Entries drawn from a collection
════════
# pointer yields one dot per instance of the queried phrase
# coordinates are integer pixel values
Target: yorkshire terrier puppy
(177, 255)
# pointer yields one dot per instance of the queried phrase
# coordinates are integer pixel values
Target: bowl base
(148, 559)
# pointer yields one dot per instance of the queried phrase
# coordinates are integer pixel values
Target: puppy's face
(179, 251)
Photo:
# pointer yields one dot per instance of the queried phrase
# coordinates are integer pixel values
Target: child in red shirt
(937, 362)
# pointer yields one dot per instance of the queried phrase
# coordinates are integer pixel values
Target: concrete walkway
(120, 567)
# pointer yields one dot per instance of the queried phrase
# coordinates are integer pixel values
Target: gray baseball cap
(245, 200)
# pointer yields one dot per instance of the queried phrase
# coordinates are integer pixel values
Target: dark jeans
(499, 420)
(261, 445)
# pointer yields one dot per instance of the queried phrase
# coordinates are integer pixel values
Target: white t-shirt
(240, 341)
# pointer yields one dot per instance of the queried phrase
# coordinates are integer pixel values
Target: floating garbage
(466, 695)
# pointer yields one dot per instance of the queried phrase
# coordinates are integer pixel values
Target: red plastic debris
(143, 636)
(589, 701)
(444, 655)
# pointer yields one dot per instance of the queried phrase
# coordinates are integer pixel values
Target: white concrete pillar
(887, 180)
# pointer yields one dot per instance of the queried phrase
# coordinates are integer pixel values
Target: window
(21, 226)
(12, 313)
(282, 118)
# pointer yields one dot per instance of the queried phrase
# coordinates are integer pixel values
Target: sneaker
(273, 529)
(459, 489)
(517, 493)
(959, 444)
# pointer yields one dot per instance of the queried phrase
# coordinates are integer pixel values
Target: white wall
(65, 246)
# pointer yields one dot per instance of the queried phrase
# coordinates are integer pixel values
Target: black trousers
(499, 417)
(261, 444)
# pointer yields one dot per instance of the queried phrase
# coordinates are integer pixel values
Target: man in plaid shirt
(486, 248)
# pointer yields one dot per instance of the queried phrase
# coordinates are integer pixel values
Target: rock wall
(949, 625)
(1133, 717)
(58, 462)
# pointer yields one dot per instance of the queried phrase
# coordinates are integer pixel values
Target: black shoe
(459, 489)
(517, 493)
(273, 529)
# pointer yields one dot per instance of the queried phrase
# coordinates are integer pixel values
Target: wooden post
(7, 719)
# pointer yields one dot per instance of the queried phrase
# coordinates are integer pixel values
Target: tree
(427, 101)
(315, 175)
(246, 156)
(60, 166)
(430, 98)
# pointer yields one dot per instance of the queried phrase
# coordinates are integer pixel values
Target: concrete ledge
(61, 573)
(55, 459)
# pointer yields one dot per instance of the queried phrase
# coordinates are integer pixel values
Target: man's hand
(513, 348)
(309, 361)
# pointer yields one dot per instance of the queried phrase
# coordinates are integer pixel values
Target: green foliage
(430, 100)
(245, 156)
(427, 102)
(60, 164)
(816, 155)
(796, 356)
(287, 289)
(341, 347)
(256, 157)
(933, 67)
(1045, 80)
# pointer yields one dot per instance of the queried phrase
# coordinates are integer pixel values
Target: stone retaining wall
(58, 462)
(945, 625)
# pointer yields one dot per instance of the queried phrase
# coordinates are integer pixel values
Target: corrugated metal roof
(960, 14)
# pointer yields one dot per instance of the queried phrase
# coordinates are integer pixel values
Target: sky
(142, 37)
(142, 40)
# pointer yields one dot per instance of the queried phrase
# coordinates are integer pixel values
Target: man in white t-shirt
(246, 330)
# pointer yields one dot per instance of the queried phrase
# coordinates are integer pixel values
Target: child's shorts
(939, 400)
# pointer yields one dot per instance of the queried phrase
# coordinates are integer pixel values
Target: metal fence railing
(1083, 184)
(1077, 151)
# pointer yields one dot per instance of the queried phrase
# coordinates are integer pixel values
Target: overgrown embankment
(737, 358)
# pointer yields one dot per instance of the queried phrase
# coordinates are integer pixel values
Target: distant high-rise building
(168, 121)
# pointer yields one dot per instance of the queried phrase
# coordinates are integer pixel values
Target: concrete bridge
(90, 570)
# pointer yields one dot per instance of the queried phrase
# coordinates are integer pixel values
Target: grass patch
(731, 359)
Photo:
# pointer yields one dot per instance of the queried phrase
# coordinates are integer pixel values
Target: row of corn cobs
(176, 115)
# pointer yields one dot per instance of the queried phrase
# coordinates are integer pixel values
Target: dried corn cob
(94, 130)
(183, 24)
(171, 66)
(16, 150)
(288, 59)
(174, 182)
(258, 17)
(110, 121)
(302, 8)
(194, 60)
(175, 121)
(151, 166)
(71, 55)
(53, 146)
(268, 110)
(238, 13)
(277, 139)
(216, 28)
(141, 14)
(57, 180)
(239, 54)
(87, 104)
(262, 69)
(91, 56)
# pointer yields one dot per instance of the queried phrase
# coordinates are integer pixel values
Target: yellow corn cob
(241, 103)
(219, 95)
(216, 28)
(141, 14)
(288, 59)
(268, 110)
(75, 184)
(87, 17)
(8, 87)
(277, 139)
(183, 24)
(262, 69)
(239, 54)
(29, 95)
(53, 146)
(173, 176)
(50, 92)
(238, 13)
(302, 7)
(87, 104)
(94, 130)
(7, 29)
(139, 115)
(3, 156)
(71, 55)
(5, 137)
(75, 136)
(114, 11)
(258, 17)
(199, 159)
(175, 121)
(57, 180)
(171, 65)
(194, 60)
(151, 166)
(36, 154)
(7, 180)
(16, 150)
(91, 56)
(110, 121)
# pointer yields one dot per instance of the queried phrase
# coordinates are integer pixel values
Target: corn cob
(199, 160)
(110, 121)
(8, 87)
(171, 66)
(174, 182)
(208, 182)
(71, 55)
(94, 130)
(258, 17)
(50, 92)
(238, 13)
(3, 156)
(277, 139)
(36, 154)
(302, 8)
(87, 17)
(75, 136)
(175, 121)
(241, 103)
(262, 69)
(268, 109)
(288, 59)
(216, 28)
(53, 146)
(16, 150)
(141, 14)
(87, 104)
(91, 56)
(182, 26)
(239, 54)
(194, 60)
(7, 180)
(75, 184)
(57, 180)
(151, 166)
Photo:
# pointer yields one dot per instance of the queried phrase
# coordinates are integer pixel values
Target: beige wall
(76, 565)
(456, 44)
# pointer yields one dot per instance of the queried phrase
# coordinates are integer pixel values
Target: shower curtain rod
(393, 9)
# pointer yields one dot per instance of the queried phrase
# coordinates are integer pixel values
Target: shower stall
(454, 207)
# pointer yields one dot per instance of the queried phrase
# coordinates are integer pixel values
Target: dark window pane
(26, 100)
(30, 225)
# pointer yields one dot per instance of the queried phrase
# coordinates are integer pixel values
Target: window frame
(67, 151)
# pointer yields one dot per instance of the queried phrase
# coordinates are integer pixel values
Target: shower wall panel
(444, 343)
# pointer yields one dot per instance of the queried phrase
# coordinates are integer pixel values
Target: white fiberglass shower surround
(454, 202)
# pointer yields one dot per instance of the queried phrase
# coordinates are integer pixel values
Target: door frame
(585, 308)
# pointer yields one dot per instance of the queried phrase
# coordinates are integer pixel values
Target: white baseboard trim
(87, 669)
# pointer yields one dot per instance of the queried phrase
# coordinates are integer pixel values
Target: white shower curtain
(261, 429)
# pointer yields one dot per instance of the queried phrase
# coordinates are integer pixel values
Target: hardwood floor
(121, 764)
════════
■ The exercise: Show every line of the records above that contains the word "white".

■ Task result:
Target: white t-shirt
Target: white concrete pillar
Target: white wall
Target: man in white t-shirt
Target: white fiberglass shower surround
Target: white baseboard trim
Target: white shower curtain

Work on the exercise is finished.